Поднялись рано. Взяли взрывчатку, лопаты и двинулись в район станции Мышбор. Шли в приподнятом настроении, радуясь удивительно голубому небу, веселому солнцу, похрустывавшему под ногами снегу.
В нескольких километрах от станции остановились у намеченного заранее места для взрыва — рядом со стрелкой. Стали по очереди дружно копать яму между рельсами. Даже перестарались: когда высыпали взрывчатку, то Ефим Ильич увидел, что яма получилась слишком глубокой и широкой. Пришлось руками осторожно сузить ее — чтобы аммонал распределить равномерно, а рукоятка заложенной сверху противотанковой гранаты доставала до рельсы. Неподалеку нашелся длинный провод. Один его конец Осипенко скрепил с предохранительной чекой, а с другим — залег в снегу за кустами. Расчет был прост: в нужный момент выдергивается чека, граната взрывается от удара вагонного колеса, а вслед за нею и аммонал.
Потекли напряженные минуты ожидания. Вот наконец-то показался поезд. Порожняк. Ну что ж, можно и его… Пора! Осипенко дернул за провод и даже зажмурился в ожидании взрыва. Но что это? Состав не спеша прошел мимо — и ничего! Ефим Ильич первым подскочил к полотну. Чека валялась рядом, но граната отошла от рельсы, потому колесо и не задело ее. Значит, надо попробовать другим способом.
— Назад! Всем назад! — приказал он.
И, отбежав сам, сорвал с пояса гранату, метнул ее. Но она, ударившись о шпалу, взорвалась в стороне от самодельной мины. Бросил еще одну — результат тот же. Больше гранат не было.
Митькин приложил ухо к рельсу.
— Все пропало! Скоро будут здесь!
— Что значит пропало! Отойдите все и подальше! — крикнул Осипенко.
Никто не двинулся с места.
— Я же вам сказал, отойдите!
И добавил такое, что партизаны впервые услышали из уст своего спокойного начальника штаба. Только тут они поняли: он задумал что-то — и нехотя подчинились. А Ефим Ильич быстро огляделся вокруг.
…Взорвать! Взорвать! Взорвать! — яростно стучало в голове. Взорвать во что бы то ни стало эту треклятую гранату, а вместе с нею и килограммы взрывчатки, заложенные под шпалы. Счет шел на неумолимые, ничему не подвластные секунды. Потому что гудели уже тонко рельсы, извещая о приближении тяжелых составов. Тогда и попался ему на глаза железнодорожный указатель — длинный шест с укрепленной на нем массивной доской. Рывок — и шест сломан у основания. Теперь — назад, туда, где торчит из земли рукоятка противотанковой. В удар с ходу он вложил, кажется, все свои силы. И последнее, что увидел, — ослепительную вспышку, а звук мощного, разметавшего полотно взрыва почему-то так и не услышал.
Товарищи со всех ног кинулись к нему и увидели вместо лица кровавую маску. «Убит! Убит!» — были первые слова, которые дошли до его сознания.

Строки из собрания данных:
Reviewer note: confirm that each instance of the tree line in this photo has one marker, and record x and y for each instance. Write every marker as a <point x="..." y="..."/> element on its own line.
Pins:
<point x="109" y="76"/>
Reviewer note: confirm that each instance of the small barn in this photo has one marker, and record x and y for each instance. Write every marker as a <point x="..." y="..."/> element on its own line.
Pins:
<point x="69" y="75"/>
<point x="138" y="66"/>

- **Над чем работать**
Воспроизведите дословно отрывок статьи между словами «Потекли напряженные минуты» и «двинулся с места.», включая их самих. Опирайтесь только на статью.

- **Результат упражнения**
Потекли напряженные минуты ожидания. Вот наконец-то показался поезд. Порожняк. Ну что ж, можно и его… Пора! Осипенко дернул за провод и даже зажмурился в ожидании взрыва. Но что это? Состав не спеша прошел мимо — и ничего! Ефим Ильич первым подскочил к полотну. Чека валялась рядом, но граната отошла от рельсы, потому колесо и не задело ее. Значит, надо попробовать другим способом.
— Назад! Всем назад! — приказал он.
И, отбежав сам, сорвал с пояса гранату, метнул ее. Но она, ударившись о шпалу, взорвалась в стороне от самодельной мины. Бросил еще одну — результат тот же. Больше гранат не было.
Митькин приложил ухо к рельсу.
— Все пропало! Скоро будут здесь!
— Что значит пропало! Отойдите все и подальше! — крикнул Осипенко.
Никто не двинулся с места.